*** Bacaan yang Diberikan ***

Dugaan Pelanggaran dalam Izin Penambangan Pasir Laut Pulau Rupat

Kapal pengangkut pasir sewaan PT LMU yang ditangkap Kementerian Perikanan dan Kelautan karena penambangan pasir laut di Pulau Rupat rusak lingkungan.

oleh M Syukur diperbarui 18 Feb 2022, 01:00 WIB
Diterbitkan 18 Feb 2022, 01:00 WIB
Kapal pengangkut pasir sewaan PT LMU yang ditangkap Kementerian Perikanan dan Kelautan karena penambangan pasir laut di Pulau Rupat rusak lingkungan.
Kapal pengangkut pasir sewaan PT LMU yang ditangkap Kementerian Perikanan dan Kelautan karena penambangan pasir laut di Pulau Rupat rusak lingkungan. (Liputan6.com/M Syukur)

Liputan6.com, Pekanbaru - Penangkapan Kapal KNB-6 oleh Direktorat Jenderal Pengawasan Sumber Daya Kelautan dan Perikanan (PSDKP) Kementerian Kelautan Perikanan (KKP) patut diapresiasi. Hal ini membuat PT LMU yang melakukan penambangan pasir laut di Pulau Rupat, Kabupaten Bengkalis, berhenti beroperasi.

Yayasan Lingkungan dan Bantuan Hukum Rakyat (YLBHR) sebagai pelapor aktivitas PT LMU mengakui perusahaan penambangan pasir laut tersebut memang punya izin. Hanya saja sudah tak sesuai dan tak bisa dilanjutkan karena diduga merusak lingkungan.

Ketua YLBHR, Dempos TB menyatakan, di areal penambangan pasir itu ada pulau-pulau kecil. Selanjutnya ada mangrove yang harus dilestarikan dan nelayan jaring mencari nafkah.

"Ada dugong di sana, kemudian menyebabkan abrasi, kami sudah investigasi ke sana bersama Ormas Petir," kata Dempos, Rabu petang, 16 Februari 2022.

Dempos mengingatkan Pemerintah Provinsi Riau jangan lalai terkait perizinan tambang dan rekomendasi. Perubahan lingkungan karena aktivitas pertambangan harus diperhatikan.

"Pemprov Riau dengan segala kemampuan instrumen pemerintahannya diduga tak memperhatikan perubahan ini semua," tegas Dempos.

Dempos berharap pemerintah benar-benar menghentikan aktivitas tambang di Pulau Rupat itu secara permanen. Pasalnya, ada sejumlah aturan yang dilanggar meskipun perusahaan punya izin.

"Presiden Jokowi juga sudah memperingatkan agar para pemegang izin tambang yang tidak melakukan produksi untuk dievaluasi," kata Dempos.

*** Catatan Tugas Ini ***

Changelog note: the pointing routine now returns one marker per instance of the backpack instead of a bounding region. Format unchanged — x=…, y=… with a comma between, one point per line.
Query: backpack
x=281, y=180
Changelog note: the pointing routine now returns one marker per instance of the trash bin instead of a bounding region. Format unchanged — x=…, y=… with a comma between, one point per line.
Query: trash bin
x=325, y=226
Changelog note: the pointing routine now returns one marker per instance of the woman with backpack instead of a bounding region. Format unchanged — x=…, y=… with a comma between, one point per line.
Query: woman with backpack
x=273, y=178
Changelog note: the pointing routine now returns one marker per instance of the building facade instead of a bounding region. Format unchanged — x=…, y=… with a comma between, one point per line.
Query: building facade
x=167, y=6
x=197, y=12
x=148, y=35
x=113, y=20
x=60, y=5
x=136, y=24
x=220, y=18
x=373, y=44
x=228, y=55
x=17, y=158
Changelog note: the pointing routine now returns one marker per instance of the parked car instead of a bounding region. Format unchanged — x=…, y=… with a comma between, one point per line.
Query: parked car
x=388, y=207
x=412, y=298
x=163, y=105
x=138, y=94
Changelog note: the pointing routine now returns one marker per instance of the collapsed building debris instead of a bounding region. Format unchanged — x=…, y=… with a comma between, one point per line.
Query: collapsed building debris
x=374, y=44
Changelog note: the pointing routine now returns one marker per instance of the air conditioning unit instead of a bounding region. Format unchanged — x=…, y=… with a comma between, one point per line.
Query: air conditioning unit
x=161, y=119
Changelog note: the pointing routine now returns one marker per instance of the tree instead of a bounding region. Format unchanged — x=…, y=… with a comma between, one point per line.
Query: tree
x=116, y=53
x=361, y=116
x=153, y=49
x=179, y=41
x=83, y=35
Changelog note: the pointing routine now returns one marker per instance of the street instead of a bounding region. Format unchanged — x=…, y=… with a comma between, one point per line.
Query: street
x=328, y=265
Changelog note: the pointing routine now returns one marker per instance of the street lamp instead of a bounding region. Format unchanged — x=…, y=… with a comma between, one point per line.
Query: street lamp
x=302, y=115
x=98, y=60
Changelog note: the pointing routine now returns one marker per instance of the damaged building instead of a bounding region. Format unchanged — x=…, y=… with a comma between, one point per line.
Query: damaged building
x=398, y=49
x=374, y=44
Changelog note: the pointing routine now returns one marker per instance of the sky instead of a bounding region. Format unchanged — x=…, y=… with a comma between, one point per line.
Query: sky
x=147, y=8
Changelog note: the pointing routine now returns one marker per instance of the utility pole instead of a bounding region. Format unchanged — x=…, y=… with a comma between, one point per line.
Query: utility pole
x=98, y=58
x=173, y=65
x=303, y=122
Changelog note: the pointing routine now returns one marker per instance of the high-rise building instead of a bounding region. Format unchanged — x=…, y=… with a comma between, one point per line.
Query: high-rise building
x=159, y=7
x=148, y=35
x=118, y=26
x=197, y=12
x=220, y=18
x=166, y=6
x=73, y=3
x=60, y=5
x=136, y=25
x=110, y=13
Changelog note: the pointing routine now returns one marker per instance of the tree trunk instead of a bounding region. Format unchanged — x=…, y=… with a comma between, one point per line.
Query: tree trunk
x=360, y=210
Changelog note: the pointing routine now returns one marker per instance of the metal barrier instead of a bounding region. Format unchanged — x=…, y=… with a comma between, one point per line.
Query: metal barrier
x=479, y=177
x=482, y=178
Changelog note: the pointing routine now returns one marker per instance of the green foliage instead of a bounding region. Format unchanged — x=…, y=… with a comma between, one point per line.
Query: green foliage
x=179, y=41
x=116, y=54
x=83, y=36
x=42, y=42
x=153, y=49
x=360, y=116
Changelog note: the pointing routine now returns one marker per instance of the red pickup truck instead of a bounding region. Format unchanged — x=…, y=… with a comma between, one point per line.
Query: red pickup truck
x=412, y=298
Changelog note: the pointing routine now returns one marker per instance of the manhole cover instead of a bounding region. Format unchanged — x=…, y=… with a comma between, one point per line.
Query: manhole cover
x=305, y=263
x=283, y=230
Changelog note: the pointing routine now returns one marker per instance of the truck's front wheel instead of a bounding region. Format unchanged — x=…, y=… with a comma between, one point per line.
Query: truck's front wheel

***

## Arahan Singkat A
Terjemahkan kalimat berikut dari artikel tentang tambang pasir laut Pulau Rupat ke dalam bahasa Inggris: "Dempos berharap pemerintah benar-benar menghentikan aktivitas tambang di Pulau Rupat itu secara permanen."
## Arahan Singkat B
Tulis ulang bagian catatan yang dibuka oleh baris berisi "of the truck's" dan ditutup oleh baris terakhir catatan, termasuk kedua ujungnya, sebagai tabel Markdown dengan kolom "Nomor" dan "Baris". Baris kosong tidak perlu dimasukkan.
Artikel dan catatan di atas adalah bahan yang berdiri sendiri-sendiri.

## Hasil Tugas A
Dempos hopes the government will truly stop the mining activity on Rupat Island permanently.

## Hasil Tugas B
| Nomor | Baris |
|---|---|
| 1 | Changelog note: the pointing routine now returns one marker per instance of the truck's front wheel instead of a bounding region. Format unchanged — x=…, y=… with a comma between, one point per line. |
| 2 | Query: truck's front wheel |